Olivia Piana « Le plaisir est le moteur de la performance, tant qu'il y a du plaisir, je continue ! »
Une championne multi-cartes. Olivia Piana a eu plusieurs carrières dans la glisse, et peu importe la discipline, elle fait partie des meilleures. Si elle a dû faire face à des obstacles, la reine française du stand-up paddle ne s'est jamais découragée. Aujourd'hui, elle vit à 200 %, jamais bien loin de l'océan. Rencontre avec une fille qui n'a pas sa langue dans sa poche.
Par Alexandre Hozé
Publié le 23 août 2024 à 16h01, mis à jour le 24 août 2024 à 9h54
Au départ, le sport c’est une histoire de famille pour toi…
Mes parents étaient sportifs, mais sans trop l’être non plus ! Ils faisaient vraiment ça pour le plaisir, et ils m’ont toujours encouragée à faire ce que je voulais comme discipline. Donc, j’ai testé plein de sports différents, en étant accompagnée en toute bienveillance par mes parents.

■ Données enregistrées ■
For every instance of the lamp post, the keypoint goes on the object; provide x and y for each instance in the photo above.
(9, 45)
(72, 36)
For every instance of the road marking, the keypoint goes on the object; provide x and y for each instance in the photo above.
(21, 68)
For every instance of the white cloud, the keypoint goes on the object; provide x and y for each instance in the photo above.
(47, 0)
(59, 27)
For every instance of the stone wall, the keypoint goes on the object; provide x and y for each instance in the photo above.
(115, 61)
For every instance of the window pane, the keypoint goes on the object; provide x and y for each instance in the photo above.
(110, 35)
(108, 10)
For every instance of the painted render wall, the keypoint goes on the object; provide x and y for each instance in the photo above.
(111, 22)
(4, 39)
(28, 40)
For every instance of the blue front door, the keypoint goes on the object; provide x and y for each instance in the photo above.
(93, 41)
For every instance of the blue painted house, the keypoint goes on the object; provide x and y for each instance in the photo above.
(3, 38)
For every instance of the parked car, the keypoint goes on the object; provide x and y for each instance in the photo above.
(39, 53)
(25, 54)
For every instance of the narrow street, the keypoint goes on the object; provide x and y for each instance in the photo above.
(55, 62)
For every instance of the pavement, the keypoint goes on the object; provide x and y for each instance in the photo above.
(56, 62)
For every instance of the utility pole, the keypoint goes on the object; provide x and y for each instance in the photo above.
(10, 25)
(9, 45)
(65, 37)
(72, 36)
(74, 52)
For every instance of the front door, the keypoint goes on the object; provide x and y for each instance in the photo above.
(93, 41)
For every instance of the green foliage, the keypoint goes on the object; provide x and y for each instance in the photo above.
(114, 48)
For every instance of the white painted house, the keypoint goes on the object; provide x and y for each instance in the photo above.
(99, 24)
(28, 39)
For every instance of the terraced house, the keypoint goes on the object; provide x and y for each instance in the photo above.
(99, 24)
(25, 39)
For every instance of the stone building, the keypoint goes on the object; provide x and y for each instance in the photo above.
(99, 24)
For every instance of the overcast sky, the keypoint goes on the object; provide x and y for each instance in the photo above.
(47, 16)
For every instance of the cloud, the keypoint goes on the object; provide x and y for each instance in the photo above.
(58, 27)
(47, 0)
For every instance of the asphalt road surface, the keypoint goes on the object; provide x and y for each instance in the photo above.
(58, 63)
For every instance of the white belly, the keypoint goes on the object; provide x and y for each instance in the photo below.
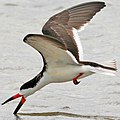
(65, 73)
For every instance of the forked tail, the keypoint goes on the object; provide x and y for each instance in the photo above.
(107, 68)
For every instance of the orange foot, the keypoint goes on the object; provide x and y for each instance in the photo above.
(75, 79)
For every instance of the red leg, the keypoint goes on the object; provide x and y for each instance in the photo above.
(75, 78)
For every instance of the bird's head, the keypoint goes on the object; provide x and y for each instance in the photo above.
(25, 91)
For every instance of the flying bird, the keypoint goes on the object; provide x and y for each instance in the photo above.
(61, 51)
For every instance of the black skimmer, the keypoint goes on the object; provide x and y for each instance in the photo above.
(62, 52)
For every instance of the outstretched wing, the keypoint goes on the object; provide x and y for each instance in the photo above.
(65, 24)
(53, 51)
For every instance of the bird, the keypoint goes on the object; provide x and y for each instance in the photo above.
(61, 51)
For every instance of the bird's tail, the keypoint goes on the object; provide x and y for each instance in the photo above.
(107, 68)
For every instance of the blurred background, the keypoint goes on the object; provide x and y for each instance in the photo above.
(96, 97)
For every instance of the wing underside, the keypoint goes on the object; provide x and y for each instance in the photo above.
(65, 24)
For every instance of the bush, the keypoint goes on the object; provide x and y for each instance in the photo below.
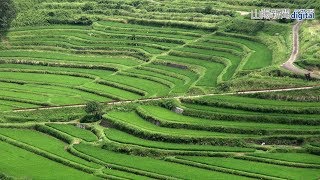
(7, 13)
(94, 112)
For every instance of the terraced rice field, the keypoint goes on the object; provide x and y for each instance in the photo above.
(180, 60)
(274, 142)
(109, 60)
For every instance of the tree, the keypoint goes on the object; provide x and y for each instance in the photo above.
(7, 13)
(94, 112)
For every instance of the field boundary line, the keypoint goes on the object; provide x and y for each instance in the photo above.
(168, 98)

■ Consigne ■
1. Qui signe l'extrait ?
2. Selon l'extrait, de quelle discipline Olivia Piana est-elle la reine française ?
3. D'après l'extrait, dans quel but ses parents faisaient-ils du sport ?
Ces enregistrements proviennent d'une autre source que l'extrait.

■ Corrigé détaillé ■
1. Alexandre Hozé.
2. Le stand-up paddle.
3. Pour le plaisir.